Region labeling entries =
========================================

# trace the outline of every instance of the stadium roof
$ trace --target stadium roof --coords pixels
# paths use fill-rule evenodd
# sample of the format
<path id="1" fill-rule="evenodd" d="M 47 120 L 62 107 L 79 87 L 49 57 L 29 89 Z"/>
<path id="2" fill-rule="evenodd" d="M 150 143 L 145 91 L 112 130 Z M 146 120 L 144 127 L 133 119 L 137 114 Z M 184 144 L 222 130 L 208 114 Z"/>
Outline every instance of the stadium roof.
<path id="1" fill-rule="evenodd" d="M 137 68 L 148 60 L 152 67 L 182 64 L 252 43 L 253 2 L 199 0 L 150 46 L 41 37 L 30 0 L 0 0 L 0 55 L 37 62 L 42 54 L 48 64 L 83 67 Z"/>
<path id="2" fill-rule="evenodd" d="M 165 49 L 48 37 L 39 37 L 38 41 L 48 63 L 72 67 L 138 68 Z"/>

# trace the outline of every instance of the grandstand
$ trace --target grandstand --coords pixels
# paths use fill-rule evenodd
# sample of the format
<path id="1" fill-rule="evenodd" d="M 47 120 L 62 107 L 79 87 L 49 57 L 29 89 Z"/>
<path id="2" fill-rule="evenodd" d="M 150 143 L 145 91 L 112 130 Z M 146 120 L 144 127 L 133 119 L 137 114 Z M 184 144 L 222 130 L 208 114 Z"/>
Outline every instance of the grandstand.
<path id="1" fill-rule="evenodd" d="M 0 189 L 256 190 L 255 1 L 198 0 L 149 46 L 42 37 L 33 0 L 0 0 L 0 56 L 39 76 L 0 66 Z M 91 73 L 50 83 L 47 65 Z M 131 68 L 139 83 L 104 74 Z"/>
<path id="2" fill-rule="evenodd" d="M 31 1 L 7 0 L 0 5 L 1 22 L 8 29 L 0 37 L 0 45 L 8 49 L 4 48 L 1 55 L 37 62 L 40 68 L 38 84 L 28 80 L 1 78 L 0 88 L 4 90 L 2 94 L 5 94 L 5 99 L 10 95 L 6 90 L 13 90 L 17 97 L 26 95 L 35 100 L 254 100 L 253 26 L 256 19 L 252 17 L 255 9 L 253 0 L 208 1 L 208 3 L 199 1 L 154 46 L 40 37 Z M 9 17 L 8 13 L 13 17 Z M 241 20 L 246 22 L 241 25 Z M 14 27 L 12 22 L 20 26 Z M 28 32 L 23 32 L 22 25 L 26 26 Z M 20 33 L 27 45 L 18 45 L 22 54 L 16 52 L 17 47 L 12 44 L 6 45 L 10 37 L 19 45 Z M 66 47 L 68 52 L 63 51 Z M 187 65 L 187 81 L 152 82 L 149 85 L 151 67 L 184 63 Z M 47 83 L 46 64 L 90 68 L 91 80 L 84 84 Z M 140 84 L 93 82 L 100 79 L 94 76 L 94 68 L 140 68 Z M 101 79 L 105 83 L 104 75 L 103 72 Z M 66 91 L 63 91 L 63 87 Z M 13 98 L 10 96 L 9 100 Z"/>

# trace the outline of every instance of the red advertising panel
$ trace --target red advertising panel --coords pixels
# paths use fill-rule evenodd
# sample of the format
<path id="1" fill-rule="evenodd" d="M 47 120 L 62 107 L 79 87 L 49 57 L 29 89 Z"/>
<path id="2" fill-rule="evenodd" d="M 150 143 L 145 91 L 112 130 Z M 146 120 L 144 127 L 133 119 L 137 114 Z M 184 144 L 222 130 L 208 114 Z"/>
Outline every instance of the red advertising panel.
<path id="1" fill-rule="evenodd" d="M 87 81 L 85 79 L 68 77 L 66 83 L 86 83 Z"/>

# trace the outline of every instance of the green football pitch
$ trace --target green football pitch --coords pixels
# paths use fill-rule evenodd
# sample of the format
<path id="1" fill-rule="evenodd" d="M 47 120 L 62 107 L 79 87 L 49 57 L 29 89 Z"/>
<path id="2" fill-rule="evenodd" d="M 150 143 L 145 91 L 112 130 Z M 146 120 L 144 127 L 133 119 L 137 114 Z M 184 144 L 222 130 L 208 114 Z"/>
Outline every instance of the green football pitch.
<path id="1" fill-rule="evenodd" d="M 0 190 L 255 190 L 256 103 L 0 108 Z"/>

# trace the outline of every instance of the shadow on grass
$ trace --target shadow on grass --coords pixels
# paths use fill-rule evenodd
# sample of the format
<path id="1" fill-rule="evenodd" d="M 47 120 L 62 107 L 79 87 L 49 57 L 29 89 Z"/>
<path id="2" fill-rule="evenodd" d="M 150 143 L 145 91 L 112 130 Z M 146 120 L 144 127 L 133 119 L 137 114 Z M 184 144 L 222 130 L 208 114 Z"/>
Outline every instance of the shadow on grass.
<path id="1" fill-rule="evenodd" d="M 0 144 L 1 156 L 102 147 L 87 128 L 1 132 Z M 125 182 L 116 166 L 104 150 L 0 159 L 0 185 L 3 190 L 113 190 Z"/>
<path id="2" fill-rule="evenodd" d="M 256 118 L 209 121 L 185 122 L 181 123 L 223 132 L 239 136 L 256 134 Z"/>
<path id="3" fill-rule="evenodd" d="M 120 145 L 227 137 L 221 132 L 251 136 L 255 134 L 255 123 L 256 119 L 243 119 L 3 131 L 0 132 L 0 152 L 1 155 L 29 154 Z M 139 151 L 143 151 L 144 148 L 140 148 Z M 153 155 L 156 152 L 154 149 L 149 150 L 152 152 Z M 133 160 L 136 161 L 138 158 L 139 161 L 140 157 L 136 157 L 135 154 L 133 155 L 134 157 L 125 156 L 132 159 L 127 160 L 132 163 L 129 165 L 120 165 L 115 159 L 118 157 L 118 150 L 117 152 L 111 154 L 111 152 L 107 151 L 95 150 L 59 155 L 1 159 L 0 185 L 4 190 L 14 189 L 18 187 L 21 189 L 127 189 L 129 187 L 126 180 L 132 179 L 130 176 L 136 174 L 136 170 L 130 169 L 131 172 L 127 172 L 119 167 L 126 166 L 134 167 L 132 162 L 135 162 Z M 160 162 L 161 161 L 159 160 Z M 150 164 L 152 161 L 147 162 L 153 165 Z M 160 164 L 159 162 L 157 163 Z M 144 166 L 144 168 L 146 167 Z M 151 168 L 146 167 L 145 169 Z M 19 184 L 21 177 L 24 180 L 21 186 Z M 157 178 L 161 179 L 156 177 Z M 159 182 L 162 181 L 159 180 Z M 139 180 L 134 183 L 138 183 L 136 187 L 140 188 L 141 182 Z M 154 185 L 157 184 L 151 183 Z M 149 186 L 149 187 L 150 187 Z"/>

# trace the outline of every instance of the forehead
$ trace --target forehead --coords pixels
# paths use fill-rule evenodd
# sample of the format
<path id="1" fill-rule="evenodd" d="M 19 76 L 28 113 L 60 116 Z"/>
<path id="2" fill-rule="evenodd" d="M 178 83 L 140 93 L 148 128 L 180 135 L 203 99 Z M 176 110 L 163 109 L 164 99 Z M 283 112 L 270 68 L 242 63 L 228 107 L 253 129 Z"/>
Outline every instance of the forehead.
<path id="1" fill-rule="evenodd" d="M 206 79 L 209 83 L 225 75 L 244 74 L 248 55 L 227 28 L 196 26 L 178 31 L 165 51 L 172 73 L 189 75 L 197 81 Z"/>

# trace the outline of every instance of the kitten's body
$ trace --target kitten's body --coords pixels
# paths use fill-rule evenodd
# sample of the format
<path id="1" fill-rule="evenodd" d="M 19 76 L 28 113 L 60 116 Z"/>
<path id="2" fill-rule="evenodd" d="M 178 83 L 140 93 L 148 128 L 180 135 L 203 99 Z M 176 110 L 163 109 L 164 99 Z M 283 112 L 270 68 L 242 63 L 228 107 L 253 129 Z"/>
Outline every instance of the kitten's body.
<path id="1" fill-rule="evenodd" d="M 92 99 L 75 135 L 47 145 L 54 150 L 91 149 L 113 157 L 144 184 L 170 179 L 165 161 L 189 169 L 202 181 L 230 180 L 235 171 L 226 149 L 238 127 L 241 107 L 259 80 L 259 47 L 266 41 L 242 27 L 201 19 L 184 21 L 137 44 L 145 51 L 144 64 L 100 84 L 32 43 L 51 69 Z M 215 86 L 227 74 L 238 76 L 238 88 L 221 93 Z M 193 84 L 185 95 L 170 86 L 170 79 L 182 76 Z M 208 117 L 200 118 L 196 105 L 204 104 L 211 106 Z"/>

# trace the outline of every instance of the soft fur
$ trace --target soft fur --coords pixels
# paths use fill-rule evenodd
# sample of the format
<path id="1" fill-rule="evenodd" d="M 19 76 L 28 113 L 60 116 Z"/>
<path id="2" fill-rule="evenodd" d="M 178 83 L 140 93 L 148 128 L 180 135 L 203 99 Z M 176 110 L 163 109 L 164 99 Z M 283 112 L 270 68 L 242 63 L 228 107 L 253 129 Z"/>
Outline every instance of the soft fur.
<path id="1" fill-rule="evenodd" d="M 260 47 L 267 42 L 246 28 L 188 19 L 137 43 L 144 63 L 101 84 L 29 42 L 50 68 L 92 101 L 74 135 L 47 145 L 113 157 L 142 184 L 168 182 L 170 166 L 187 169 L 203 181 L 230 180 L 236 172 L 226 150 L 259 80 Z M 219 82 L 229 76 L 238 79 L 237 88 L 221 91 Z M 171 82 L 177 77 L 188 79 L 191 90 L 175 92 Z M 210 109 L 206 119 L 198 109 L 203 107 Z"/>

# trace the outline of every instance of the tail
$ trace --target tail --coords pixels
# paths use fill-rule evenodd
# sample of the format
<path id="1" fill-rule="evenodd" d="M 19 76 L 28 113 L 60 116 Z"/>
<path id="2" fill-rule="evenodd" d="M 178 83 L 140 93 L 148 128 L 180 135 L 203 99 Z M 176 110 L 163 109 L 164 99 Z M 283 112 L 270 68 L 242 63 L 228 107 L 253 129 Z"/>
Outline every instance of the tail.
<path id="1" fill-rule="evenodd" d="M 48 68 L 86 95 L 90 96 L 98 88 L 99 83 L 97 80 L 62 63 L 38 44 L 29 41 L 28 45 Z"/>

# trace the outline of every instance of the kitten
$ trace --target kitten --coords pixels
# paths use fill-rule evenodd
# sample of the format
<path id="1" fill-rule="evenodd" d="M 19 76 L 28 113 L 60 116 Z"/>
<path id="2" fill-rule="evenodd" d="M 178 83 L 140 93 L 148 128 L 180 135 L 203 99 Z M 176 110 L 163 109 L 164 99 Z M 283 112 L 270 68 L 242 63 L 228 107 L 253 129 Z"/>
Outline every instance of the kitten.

========================================

Task requirements = Reproduce word for word the lines above, starting at the line that contains "# trace the outline of every instance of the grandstand" and ending at the line that contains "0 189 L 256", with both of those lines included.

Correct answer =
# trace the outline of every instance of the grandstand
$ trace --target grandstand --coords pixels
# paths use fill-rule evenodd
# sample of the format
<path id="1" fill-rule="evenodd" d="M 47 120 L 62 107 L 79 87 L 49 57 L 29 89 Z"/>
<path id="2" fill-rule="evenodd" d="M 150 143 L 145 91 L 112 130 Z M 146 120 L 144 127 L 133 119 L 137 114 Z M 184 144 L 222 130 L 208 114 Z"/>
Outline every instance of the grandstand.
<path id="1" fill-rule="evenodd" d="M 0 189 L 256 190 L 255 1 L 198 0 L 149 46 L 42 37 L 33 0 L 0 0 L 0 56 L 39 76 L 0 66 Z M 91 73 L 50 83 L 47 65 Z M 131 68 L 139 83 L 104 74 Z"/>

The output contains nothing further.